=== Begin Enclosure ===

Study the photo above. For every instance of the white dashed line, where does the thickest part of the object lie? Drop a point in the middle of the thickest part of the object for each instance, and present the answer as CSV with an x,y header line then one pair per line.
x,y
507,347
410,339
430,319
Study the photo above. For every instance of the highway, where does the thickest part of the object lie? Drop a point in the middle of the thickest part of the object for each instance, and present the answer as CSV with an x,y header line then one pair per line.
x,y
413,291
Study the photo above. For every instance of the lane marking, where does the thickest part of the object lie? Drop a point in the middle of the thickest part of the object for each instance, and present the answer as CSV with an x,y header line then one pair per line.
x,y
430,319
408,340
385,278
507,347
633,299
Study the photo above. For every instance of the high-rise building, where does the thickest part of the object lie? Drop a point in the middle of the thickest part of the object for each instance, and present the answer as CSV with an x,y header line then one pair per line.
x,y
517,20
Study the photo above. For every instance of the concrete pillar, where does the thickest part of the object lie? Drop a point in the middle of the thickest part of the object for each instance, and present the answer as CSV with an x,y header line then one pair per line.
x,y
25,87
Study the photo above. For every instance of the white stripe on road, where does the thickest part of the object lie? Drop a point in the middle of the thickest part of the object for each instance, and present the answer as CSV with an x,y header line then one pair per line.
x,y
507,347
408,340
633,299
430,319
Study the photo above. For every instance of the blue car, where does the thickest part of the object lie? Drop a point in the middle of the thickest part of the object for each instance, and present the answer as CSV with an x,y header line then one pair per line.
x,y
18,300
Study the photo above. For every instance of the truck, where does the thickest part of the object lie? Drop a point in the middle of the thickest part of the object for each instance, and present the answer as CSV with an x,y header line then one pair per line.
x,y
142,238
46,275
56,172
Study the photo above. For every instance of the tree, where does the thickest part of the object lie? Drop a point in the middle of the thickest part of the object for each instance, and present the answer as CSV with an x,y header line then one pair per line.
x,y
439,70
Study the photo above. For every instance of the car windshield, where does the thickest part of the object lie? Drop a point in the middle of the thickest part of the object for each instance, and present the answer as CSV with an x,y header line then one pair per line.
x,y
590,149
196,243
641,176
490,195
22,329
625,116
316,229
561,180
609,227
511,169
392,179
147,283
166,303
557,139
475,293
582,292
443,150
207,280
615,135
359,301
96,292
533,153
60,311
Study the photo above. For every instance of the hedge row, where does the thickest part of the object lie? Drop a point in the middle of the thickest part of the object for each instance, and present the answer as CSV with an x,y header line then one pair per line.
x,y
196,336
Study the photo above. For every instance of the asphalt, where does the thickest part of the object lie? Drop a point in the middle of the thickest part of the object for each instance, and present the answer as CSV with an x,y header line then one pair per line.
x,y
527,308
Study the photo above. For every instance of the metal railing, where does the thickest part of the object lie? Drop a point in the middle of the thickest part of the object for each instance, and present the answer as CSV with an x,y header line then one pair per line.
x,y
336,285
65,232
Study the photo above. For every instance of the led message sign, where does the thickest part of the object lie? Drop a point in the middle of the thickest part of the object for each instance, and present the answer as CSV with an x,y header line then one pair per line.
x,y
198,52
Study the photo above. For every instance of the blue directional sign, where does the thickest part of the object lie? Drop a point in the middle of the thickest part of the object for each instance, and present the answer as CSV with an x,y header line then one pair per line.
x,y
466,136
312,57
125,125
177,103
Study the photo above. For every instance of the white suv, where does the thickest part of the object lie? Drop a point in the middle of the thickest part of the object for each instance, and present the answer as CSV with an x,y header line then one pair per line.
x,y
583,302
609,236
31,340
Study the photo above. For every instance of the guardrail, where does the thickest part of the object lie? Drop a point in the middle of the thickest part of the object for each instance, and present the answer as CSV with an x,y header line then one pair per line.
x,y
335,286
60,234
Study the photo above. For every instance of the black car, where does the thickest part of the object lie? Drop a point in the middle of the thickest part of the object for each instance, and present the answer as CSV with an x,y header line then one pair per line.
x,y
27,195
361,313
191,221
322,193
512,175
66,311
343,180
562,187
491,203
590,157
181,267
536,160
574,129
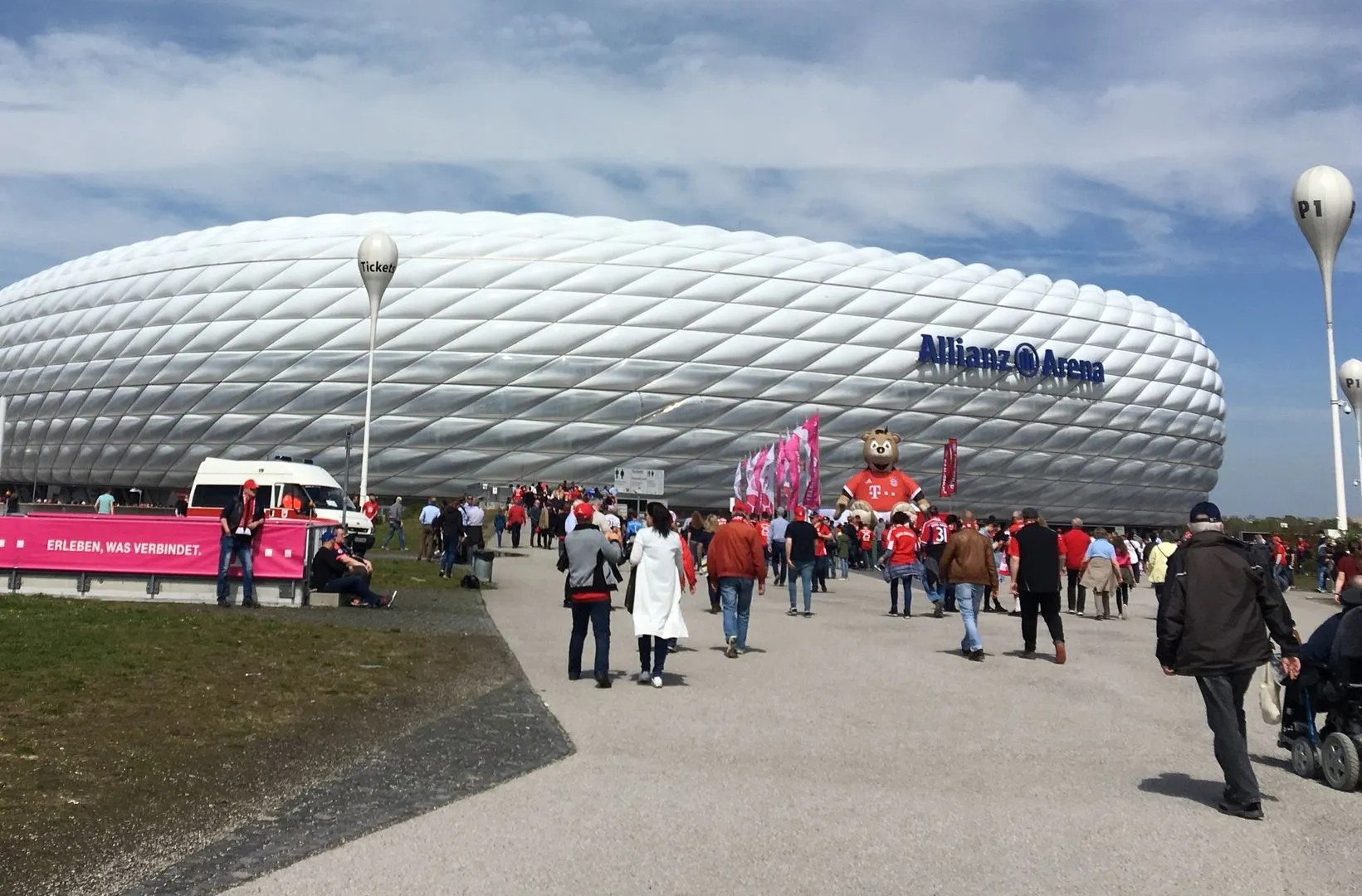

=== End Enclosure ===

▶ [YOUR TASK]:
Only the lines from the one that contains "Study the photo above. For every instance of the black" through the last line of the records may appear in the answer, retyped exactly and with no pictures.

▶ [SOLUTION FOR THIS EXERCISE]:
Study the photo above. For every instance of the black car, where does the thickest part of the object lie? Drop a point in the middle of the thickest part of the object for each instance, and present the answer as CSV with an x,y header line then one pair per line.
x,y
27,195
361,313
191,221
322,193
512,175
66,311
343,180
562,187
491,203
590,157
181,267
536,160
574,129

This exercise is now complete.